■ **Task directions**
Rewrite all the records below with every "lamp post" renamed to "light pole" and everything else unchanged. Leave the pictures out of your answer.

-- Supplied records start --

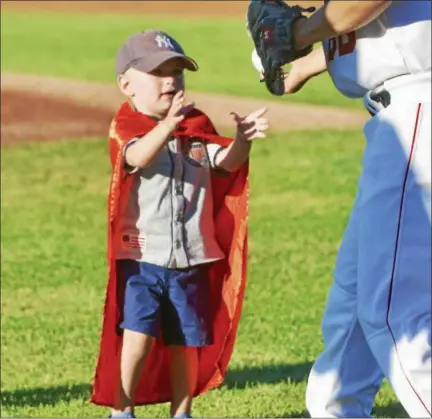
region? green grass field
[1,132,405,417]
[1,11,363,109]
[1,5,406,417]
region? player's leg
[112,260,162,417]
[306,195,382,418]
[162,265,213,418]
[358,101,431,417]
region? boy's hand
[163,90,195,132]
[230,107,269,141]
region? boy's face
[118,58,185,119]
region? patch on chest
[183,138,209,166]
[122,234,146,250]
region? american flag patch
[122,234,146,249]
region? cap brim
[131,51,198,73]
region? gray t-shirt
[116,138,224,268]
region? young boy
[92,30,268,417]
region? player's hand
[230,107,269,141]
[163,90,195,131]
[284,58,309,95]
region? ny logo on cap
[155,35,174,49]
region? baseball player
[91,30,268,418]
[249,0,431,417]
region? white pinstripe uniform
[306,1,431,417]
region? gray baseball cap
[116,29,198,75]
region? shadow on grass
[224,362,312,389]
[372,403,409,418]
[1,384,91,407]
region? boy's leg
[306,195,382,418]
[112,260,163,416]
[170,345,198,417]
[162,266,213,417]
[113,329,155,414]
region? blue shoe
[108,412,135,419]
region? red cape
[90,103,249,407]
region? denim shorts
[117,259,213,347]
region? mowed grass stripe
[1,131,406,417]
[1,10,362,109]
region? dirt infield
[2,0,322,19]
[1,74,367,144]
[1,0,367,144]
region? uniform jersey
[323,0,432,98]
[116,138,224,268]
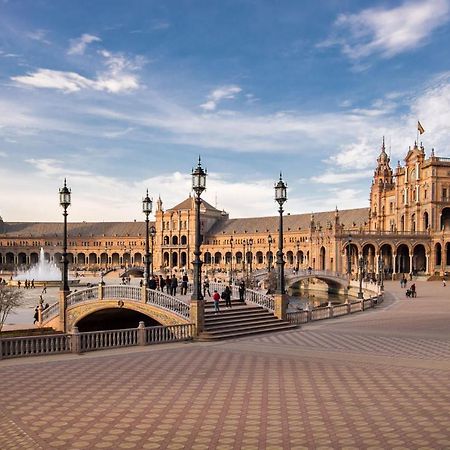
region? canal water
[288,290,348,312]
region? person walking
[203,278,211,298]
[222,286,231,308]
[170,274,178,296]
[239,280,245,303]
[213,289,220,314]
[181,273,189,295]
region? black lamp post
[358,255,364,300]
[267,234,273,272]
[230,236,234,284]
[275,172,287,294]
[191,157,207,300]
[347,235,352,279]
[59,178,71,292]
[150,225,156,277]
[248,238,253,276]
[142,189,152,286]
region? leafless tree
[0,286,23,331]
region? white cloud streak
[67,34,101,55]
[318,0,449,60]
[200,85,242,111]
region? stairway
[199,300,297,341]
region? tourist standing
[213,290,220,314]
[181,273,189,295]
[222,286,231,308]
[170,275,178,296]
[239,280,245,302]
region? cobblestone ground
[0,283,450,450]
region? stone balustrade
[0,322,195,359]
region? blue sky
[0,0,450,221]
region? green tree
[0,286,23,331]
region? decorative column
[59,178,71,332]
[190,157,207,335]
[275,173,288,320]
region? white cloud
[311,170,372,184]
[11,51,143,93]
[67,34,101,55]
[200,85,242,111]
[318,0,449,60]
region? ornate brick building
[0,141,450,276]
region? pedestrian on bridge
[170,274,178,296]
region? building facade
[0,141,450,278]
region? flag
[417,121,425,134]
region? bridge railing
[0,334,71,359]
[245,289,275,312]
[66,286,98,306]
[287,294,383,324]
[147,289,191,319]
[42,302,59,322]
[0,322,195,359]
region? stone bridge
[42,285,191,331]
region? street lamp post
[347,235,352,280]
[248,238,253,276]
[59,178,71,292]
[142,189,153,286]
[275,173,287,294]
[358,255,364,300]
[150,225,156,277]
[191,157,207,300]
[267,234,273,272]
[230,236,234,284]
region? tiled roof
[169,196,218,211]
[0,222,153,238]
[208,208,369,235]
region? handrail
[147,289,191,319]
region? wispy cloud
[67,34,101,55]
[318,0,449,61]
[200,85,242,111]
[11,50,143,93]
[25,29,51,45]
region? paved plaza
[0,282,450,450]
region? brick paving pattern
[0,284,450,450]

-- Supplied records end --

■ **Answer for the task**
region? green grass field
[1,132,405,417]
[1,11,363,109]
[1,5,406,417]
region? player's leg
[112,260,162,417]
[306,195,382,418]
[162,265,213,418]
[358,101,431,417]
region? boy's hand
[163,90,195,132]
[230,107,269,141]
region? boy's face
[118,58,185,119]
region? patch on chest
[183,138,209,166]
[122,234,146,250]
region? american flag patch
[122,234,146,249]
region? cap brim
[131,51,198,73]
region? gray t-shirt
[116,138,224,268]
region? young boy
[92,30,268,417]
region? player's hand
[230,107,269,141]
[163,90,195,131]
[284,58,309,95]
region? ny logo on cap
[155,35,174,49]
region? baseball player
[91,30,268,418]
[249,0,431,417]
region? white pinstripe uniform
[306,1,431,417]
region? gray baseball cap
[116,29,198,75]
region? shadow on grass
[224,362,312,389]
[372,403,409,418]
[1,384,91,407]
region? boy's leg
[306,195,382,418]
[112,260,163,416]
[170,345,198,417]
[162,266,213,417]
[113,329,155,414]
region? blue shoe
[108,412,135,419]
region? red cape
[90,103,249,407]
region? denim shorts
[117,259,213,347]
region? mowed grass stripe
[1,131,406,417]
[1,10,362,109]
region? dirt infield
[2,0,322,19]
[1,74,367,144]
[1,0,367,144]
region? uniform jersey
[323,0,432,98]
[116,138,224,268]
region? canal water
[288,290,348,312]
region? person walking
[203,278,211,298]
[222,286,231,308]
[170,274,178,296]
[239,280,245,303]
[213,289,220,314]
[181,273,189,295]
region? black light pole
[358,255,364,300]
[267,234,273,272]
[230,236,234,284]
[275,172,287,294]
[191,157,207,300]
[347,235,352,279]
[59,178,71,292]
[150,225,156,277]
[248,238,253,276]
[142,189,152,286]
region? leafless tree
[0,286,23,331]
region? white cloud streak
[67,34,101,55]
[318,0,449,60]
[200,85,242,111]
region? stairway
[199,300,297,341]
region? tourist standing
[213,290,220,314]
[181,273,189,295]
[222,286,231,308]
[170,275,178,296]
[239,280,245,302]
region? cobblestone ground
[0,283,450,450]
region? stone balustrade
[0,322,195,359]
region? blue sky
[0,0,450,221]
region? green tree
[0,286,23,331]
region? decorative column
[59,178,71,332]
[190,157,207,335]
[275,173,288,320]
region? white cloud
[311,170,372,184]
[11,51,143,93]
[67,34,101,55]
[200,85,242,111]
[318,0,449,60]
region? ornate brick building
[0,141,450,276]
region? pedestrian on bridge
[170,274,178,296]
region? building facade
[0,141,450,278]
region? flag
[417,121,425,134]
region? bridge railing
[0,334,71,359]
[245,289,275,312]
[66,286,98,306]
[287,294,383,324]
[147,289,191,319]
[42,302,59,322]
[0,322,195,359]
region? stone bridge
[42,285,191,331]
region? street light pole
[347,235,352,280]
[248,238,253,276]
[59,178,71,292]
[142,189,153,286]
[275,173,287,294]
[358,255,364,300]
[150,225,156,277]
[191,157,207,300]
[267,234,273,272]
[230,236,234,284]
region? tiled roof
[169,196,218,211]
[0,222,153,238]
[208,208,369,235]
region? handrail
[147,289,191,319]
region? wispy cloud
[67,34,101,55]
[318,0,449,61]
[200,85,242,111]
[11,50,143,93]
[25,29,51,45]
region? paved plaza
[0,282,450,450]
region? brick paving pattern
[0,284,450,450]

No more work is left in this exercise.